Look through the records, and wherever the string "roof" turns up, copy out that line.

■ ■ ■

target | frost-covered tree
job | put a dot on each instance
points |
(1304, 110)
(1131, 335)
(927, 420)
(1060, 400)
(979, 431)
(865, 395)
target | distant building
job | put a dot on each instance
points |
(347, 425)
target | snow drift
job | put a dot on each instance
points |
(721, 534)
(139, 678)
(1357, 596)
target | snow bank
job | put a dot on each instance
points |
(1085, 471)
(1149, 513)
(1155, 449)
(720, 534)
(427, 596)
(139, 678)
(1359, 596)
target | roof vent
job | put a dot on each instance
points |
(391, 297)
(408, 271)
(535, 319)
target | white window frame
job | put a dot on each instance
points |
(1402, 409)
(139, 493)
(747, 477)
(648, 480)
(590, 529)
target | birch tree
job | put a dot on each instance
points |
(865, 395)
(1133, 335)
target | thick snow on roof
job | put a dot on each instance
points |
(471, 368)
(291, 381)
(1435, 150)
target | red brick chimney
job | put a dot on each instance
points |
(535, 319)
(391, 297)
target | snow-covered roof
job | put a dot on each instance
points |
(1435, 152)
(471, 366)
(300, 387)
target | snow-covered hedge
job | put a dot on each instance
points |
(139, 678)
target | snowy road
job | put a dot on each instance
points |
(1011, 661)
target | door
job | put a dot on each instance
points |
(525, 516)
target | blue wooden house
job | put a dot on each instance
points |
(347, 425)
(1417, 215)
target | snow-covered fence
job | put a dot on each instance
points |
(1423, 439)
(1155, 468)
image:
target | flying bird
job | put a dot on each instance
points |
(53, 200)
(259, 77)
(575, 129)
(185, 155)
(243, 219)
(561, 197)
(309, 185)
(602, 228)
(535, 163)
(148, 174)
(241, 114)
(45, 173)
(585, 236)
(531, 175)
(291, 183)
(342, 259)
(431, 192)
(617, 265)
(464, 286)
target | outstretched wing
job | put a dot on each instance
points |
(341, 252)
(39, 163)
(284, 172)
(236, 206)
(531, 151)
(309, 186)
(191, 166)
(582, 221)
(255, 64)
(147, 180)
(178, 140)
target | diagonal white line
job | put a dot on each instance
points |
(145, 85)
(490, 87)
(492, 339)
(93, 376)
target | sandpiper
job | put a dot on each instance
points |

■ ■ ■

● **Expected output**:
target | roof vent
target | thick snow on roof
target | snow-covered roof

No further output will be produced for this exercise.